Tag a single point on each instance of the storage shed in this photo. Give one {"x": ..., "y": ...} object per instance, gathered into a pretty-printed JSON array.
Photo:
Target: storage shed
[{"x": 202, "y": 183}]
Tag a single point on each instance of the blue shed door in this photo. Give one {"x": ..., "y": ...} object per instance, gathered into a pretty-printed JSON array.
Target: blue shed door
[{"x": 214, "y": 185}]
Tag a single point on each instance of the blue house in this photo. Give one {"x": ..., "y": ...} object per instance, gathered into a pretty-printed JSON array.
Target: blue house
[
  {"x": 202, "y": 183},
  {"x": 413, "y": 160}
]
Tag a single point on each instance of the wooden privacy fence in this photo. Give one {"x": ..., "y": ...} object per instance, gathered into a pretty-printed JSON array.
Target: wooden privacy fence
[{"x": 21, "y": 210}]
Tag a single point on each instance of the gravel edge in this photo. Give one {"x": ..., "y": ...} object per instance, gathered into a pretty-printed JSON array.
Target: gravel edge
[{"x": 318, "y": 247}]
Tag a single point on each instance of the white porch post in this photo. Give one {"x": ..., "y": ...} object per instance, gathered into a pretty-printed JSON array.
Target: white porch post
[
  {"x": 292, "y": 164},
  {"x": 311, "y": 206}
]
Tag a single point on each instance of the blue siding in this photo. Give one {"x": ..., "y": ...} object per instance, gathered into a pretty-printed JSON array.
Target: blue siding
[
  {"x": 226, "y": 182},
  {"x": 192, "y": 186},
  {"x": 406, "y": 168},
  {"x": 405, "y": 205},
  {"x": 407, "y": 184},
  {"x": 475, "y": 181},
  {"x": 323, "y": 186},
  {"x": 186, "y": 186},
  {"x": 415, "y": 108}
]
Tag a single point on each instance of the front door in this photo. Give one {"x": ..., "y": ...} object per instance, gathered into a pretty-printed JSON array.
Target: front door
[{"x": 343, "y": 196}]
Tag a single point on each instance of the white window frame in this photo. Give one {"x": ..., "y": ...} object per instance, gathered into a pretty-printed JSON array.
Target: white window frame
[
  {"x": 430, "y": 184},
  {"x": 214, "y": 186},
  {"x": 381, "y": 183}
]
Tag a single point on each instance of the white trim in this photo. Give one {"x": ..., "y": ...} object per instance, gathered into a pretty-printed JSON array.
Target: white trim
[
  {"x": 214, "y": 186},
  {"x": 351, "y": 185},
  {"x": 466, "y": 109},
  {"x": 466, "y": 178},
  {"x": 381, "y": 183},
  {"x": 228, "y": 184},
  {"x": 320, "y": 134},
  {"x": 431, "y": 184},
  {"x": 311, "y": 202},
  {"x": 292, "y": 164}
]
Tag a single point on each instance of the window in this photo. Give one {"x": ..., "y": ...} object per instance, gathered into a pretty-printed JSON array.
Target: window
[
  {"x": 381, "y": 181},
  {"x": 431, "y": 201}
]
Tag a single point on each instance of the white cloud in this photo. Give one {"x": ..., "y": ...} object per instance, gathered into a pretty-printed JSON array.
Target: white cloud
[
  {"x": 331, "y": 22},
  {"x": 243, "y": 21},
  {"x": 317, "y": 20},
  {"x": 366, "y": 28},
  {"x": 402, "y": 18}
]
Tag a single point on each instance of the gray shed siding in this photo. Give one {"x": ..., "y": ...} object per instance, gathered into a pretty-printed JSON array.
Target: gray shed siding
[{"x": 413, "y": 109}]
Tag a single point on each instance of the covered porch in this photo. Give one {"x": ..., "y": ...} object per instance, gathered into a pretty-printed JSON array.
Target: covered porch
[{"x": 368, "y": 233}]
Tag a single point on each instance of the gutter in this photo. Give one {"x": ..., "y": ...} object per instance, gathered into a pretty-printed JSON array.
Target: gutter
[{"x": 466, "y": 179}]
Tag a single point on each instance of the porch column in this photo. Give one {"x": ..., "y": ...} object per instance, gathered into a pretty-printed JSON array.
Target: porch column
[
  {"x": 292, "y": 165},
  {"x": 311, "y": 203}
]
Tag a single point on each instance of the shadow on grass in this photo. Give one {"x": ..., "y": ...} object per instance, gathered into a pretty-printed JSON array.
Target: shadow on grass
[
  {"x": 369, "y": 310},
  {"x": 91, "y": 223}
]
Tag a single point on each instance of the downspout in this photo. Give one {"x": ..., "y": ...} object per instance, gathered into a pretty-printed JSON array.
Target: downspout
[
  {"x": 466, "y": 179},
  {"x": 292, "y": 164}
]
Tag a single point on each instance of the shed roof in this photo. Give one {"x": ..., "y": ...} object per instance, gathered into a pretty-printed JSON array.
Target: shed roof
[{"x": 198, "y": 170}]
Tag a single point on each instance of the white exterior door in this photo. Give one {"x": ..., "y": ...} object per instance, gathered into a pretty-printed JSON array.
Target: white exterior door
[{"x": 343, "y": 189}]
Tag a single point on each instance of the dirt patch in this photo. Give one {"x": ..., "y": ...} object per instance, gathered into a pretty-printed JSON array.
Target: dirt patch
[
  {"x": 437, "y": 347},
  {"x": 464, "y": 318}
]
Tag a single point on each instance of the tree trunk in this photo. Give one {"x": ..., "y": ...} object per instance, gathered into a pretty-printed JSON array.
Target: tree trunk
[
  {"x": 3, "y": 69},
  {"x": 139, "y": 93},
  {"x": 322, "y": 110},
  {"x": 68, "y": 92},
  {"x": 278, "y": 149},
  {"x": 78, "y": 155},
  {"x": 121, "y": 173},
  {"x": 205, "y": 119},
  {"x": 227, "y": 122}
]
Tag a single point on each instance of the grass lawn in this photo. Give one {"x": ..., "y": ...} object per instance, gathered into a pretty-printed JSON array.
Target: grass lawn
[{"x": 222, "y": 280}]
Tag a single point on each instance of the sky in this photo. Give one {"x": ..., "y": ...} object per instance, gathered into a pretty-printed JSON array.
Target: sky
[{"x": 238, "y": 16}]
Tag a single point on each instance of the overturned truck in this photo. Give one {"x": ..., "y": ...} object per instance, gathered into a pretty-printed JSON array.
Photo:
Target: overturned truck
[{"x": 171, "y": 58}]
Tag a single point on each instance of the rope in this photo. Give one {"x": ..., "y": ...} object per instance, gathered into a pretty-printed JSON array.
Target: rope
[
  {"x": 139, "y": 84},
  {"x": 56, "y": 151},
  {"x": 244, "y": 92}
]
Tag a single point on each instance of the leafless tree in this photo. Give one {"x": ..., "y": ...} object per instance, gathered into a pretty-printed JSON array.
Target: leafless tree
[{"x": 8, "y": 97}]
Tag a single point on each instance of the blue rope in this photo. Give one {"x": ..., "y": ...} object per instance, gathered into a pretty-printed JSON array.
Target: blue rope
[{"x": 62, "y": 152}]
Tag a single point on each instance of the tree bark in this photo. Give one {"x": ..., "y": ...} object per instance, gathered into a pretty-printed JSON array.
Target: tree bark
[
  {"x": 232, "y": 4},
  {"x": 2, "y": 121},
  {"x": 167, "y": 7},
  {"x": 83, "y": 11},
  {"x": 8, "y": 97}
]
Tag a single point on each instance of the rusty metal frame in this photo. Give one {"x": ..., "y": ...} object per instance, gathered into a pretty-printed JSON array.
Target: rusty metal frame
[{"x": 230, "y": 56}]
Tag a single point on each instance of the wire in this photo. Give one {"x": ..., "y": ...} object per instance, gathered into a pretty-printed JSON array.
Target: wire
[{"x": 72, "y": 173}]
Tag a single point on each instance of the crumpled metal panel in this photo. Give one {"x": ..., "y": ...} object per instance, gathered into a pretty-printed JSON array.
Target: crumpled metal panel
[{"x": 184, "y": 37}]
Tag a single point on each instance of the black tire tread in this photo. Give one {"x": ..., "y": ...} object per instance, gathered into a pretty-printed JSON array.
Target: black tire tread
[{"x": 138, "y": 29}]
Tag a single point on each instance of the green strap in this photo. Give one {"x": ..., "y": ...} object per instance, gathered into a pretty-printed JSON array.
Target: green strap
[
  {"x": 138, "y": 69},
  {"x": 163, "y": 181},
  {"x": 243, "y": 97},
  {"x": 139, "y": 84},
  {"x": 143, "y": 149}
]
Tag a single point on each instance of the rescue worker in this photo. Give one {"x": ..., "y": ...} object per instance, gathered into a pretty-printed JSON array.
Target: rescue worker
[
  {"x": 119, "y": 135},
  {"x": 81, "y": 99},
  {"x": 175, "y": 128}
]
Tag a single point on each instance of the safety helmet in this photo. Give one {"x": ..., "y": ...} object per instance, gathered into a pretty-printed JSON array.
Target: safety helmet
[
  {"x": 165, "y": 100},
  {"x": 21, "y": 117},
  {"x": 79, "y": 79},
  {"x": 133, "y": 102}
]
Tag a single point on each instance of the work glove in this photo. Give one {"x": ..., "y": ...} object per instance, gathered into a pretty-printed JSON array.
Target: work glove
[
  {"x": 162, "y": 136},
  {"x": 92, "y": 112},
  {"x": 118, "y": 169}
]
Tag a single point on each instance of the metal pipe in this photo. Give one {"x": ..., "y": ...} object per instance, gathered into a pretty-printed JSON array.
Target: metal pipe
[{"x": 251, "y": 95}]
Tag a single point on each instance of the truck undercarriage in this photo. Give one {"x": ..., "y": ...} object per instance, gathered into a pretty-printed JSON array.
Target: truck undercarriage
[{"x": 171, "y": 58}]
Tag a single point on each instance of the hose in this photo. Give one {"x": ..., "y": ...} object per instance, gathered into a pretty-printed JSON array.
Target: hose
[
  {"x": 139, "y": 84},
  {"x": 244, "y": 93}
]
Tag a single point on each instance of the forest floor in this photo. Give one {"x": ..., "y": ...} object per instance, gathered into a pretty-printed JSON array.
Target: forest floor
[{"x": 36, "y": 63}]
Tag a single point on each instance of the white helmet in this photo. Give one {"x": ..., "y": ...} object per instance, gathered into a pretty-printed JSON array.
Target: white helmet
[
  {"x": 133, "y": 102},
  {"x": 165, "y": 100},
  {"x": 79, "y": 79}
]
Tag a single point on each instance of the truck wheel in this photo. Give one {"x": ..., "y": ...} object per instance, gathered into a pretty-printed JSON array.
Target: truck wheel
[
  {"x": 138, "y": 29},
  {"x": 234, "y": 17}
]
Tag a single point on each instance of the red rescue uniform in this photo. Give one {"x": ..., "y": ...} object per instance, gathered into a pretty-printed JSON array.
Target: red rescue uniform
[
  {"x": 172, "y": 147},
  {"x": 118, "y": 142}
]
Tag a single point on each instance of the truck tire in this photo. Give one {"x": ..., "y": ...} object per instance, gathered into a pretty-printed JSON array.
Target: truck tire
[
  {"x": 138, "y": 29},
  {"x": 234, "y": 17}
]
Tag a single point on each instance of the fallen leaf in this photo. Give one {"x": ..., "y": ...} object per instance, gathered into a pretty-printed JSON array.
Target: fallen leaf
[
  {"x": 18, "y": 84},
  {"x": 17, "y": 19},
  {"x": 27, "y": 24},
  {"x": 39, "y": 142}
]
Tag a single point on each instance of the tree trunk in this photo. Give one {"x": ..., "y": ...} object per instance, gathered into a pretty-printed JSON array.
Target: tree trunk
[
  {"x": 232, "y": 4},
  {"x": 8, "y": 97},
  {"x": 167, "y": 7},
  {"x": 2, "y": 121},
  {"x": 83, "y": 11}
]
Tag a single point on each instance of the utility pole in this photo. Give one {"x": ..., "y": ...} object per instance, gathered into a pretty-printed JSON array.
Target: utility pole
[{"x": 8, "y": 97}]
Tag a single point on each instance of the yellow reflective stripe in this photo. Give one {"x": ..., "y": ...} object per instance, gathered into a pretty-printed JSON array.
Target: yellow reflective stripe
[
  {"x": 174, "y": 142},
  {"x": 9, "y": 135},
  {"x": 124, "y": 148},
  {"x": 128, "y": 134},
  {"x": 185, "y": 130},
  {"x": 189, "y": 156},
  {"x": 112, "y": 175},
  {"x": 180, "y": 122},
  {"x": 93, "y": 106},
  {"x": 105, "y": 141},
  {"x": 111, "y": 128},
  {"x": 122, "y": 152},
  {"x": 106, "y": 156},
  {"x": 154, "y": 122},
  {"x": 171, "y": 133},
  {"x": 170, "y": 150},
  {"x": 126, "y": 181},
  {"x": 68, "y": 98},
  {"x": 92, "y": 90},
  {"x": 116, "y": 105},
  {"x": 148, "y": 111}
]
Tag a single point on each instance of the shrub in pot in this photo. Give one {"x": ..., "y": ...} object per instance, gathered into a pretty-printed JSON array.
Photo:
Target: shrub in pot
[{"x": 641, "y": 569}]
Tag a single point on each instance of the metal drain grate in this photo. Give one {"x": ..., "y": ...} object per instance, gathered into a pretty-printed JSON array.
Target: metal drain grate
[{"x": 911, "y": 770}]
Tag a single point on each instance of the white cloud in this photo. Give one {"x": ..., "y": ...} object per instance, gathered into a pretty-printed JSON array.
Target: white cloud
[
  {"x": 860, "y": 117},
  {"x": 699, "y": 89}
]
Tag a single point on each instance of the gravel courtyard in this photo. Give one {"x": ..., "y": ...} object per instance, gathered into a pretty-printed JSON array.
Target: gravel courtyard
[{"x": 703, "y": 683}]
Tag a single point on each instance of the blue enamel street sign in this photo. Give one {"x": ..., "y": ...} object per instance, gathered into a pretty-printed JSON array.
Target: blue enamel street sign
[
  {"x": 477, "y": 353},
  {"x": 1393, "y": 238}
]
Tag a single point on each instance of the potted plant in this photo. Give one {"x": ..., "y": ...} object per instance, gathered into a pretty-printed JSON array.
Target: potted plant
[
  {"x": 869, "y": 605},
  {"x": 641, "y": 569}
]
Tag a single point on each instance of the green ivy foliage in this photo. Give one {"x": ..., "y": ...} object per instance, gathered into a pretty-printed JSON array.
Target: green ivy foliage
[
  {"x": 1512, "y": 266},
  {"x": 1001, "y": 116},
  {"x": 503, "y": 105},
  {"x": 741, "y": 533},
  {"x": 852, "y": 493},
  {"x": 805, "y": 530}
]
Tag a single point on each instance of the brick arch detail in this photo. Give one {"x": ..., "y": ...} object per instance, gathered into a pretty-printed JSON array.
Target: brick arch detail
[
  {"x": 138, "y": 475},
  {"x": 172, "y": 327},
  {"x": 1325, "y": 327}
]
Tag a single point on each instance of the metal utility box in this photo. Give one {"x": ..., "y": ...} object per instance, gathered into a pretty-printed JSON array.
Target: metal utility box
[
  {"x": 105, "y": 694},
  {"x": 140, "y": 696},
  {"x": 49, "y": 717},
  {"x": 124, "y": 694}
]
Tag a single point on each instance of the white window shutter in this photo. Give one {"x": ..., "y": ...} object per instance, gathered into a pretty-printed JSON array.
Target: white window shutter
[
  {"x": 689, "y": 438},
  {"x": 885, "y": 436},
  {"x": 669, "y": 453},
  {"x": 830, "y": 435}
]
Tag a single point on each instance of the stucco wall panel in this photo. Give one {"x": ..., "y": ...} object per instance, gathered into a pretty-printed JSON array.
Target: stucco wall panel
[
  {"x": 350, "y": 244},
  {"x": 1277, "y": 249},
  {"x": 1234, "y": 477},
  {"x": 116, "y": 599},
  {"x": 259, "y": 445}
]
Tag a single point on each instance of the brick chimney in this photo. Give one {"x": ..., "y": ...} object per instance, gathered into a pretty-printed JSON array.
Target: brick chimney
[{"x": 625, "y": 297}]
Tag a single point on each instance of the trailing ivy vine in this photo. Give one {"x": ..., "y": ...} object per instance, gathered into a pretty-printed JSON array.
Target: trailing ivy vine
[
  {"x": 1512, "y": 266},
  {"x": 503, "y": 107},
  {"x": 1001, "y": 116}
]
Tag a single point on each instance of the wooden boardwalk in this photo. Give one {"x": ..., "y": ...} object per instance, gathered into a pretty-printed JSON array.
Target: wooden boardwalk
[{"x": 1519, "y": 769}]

▸ **What is being asked**: Repeat word for word the lines running from the line containing "Tag a single point on each instance of the brick arch" to the end of the entries above, inclusive.

▸ **Problem solution**:
Tag a single point on each instance of the brick arch detail in this photo. Give one {"x": ..., "y": ...} object per instance, gathered into a pretty-printed JSON array.
Target: brick arch detail
[
  {"x": 138, "y": 475},
  {"x": 172, "y": 327},
  {"x": 1325, "y": 327}
]
Tag a single point on each instance of the metal utility box in this photo. Give one {"x": ..., "y": ...} object per instance, gathered into a pretty-printed JSON array.
Target: metal utility box
[
  {"x": 105, "y": 694},
  {"x": 140, "y": 696},
  {"x": 49, "y": 717},
  {"x": 124, "y": 694}
]
Tag a single point on each instance of the white window shutter in this photo. Give one {"x": ..., "y": ...} object per instance, gathered into a pretty-printed JSON array.
Target: white window shutter
[
  {"x": 689, "y": 438},
  {"x": 885, "y": 436},
  {"x": 669, "y": 453},
  {"x": 830, "y": 435}
]
Tag a single point on each instance of the stucco wall panel in this photo. Give one {"x": ..., "y": ...} object per instance, gathered into a pretty-printed JSON array.
Target: stucco wall panel
[
  {"x": 350, "y": 244},
  {"x": 1277, "y": 249},
  {"x": 1234, "y": 477},
  {"x": 116, "y": 599},
  {"x": 259, "y": 445}
]
Tag a single point on each instance of the brick chimney in this photo. Give one {"x": ..., "y": ...} object per instance, gathered into a pretty-printed JSON array.
Target: brick chimney
[{"x": 625, "y": 297}]
Tag a single point on each instance of the trailing ivy vine in this photo. Give one {"x": ..., "y": ...} object per instance, gathered into a pretty-printed JSON array.
Target: trailing ivy vine
[
  {"x": 1512, "y": 266},
  {"x": 503, "y": 107},
  {"x": 1001, "y": 116}
]
Tag a single point on each instance of the wooden boardwalk in this photo. Give one {"x": ..., "y": ...} object per instance, gathered into a pretty-printed JSON array.
Target: wooden boardwalk
[{"x": 1519, "y": 769}]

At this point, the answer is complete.